# [About this exercise]
Would you reproduce all of the entries exactly?

(Beginning of Data in this exercise)

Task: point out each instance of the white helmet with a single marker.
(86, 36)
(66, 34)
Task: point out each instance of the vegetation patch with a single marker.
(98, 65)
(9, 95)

(End of Data in this exercise)

# [Response below]
Task: point out each instance of the white helmet with a single marker.
(86, 36)
(66, 34)
Task: point out each instance of the vegetation patch with a single marker.
(98, 65)
(9, 95)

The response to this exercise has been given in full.